**THE PROBLEM**
Output every one of the following lines verbatim and in their original order, with no alterations.

* START SUPPLIED DATA *

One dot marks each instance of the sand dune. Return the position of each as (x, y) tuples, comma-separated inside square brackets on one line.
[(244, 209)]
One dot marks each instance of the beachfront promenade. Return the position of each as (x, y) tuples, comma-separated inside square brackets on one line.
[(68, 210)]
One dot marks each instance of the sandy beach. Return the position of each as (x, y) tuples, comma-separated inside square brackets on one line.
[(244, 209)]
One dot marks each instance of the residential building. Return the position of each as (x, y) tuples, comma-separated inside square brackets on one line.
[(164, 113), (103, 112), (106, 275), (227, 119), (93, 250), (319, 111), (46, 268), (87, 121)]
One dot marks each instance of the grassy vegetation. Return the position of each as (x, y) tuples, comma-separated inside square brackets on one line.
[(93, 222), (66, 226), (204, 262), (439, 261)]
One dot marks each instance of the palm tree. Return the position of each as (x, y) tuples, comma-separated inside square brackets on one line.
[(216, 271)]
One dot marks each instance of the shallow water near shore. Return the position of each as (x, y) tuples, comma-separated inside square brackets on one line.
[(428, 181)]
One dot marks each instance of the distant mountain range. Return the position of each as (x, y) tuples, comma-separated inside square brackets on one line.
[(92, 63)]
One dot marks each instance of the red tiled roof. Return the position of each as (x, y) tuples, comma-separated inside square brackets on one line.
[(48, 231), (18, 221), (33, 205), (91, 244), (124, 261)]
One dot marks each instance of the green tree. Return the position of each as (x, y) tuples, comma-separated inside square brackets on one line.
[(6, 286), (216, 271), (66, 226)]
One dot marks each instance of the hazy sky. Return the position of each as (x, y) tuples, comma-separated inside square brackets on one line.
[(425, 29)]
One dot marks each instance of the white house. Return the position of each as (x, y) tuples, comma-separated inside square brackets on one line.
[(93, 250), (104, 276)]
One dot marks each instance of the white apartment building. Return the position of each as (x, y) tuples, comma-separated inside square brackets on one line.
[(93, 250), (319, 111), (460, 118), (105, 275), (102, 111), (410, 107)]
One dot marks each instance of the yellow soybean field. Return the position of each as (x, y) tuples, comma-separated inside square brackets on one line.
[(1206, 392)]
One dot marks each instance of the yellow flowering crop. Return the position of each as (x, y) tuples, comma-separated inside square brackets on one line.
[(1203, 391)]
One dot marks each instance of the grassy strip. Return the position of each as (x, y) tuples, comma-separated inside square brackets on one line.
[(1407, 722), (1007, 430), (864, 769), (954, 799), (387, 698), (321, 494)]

* END SUPPLIED DATA *

**COMPLETE OUTPUT**
One dot marks each instance of the sand dune. Return the position of each as (x, y) tuples, comma-separated inside square brackets on one line.
[(244, 209)]
One dot marks each instance of the beachfront promenade. Return the position of each as (x, y) tuples, comma-separated inside square brackets on one line.
[(68, 210)]
One dot marks each instance of the sandy beach. Return the position of each as (x, y) tuples, comma-separated inside square brackets on one line.
[(244, 209)]
One dot marks each instance of the residential building. Return the position of each as (x, y) tuples, comma-separated inside square brackets on one line.
[(164, 113), (103, 112), (106, 275), (227, 119), (93, 250), (319, 111), (46, 268), (87, 121)]
One dot marks each instance of the grassy vegetation. Return the position of each as (x, y) tuples, comma-separated inside square brackets on one line.
[(93, 222), (66, 226), (204, 262), (439, 261)]
One dot marks each instance of the palm tree. Return the position of each as (x, y) tuples, comma-separated inside square brackets on one line.
[(216, 271)]
One dot marks each instance of the shallow water near shore. Return the position of each as (x, y) tuples, comma-separated inside square brackets on one line.
[(428, 181)]
One dot marks each instance of the distant mountain range. Return the position of each as (x, y) tuples, comma-separated inside square brackets on one line.
[(92, 63)]
One dot marks each instance of the red tiled roof. Return the position of each as (x, y) tuples, comma-separated inside square brackets on one line.
[(48, 231), (18, 221), (33, 205), (91, 244), (124, 261)]
One dot marks each instance of the green tree. Return the position of each as (x, y) tuples, comma-separated inside square brackets on one line.
[(6, 286), (216, 271), (66, 226)]
One dot marks each instance of the hazy sky. Return the position of each as (x, y) tuples, comma-separated inside square brackets on one line.
[(425, 29)]
One dot marks each instance of the white house. Return the position of each as (x, y) tuples, comma-separated inside square brackets on one line.
[(93, 250), (104, 276)]
One dot marks each instance of the white apartment building. Return the position of each as (x, y) tuples, comma-separated inside square brackets on one line.
[(93, 250), (319, 111), (460, 118), (105, 275), (102, 111), (410, 107)]
One dot marks each instance of the yellow soybean field. Return the position of each as (x, y) tuples, comma-separated inside square brackets on one line.
[(1206, 392)]
One dot marks each instance of the yellow flowering crop. Return the position of each as (x, y) tuples, comma-separated inside square brackets on one line.
[(1203, 391)]
One dot marks each instance of the grassy strip. Return the position of each as (x, y) tuples, comma-separated inside square brackets on one line.
[(1407, 722), (1007, 430), (864, 769), (954, 799), (387, 698), (321, 494)]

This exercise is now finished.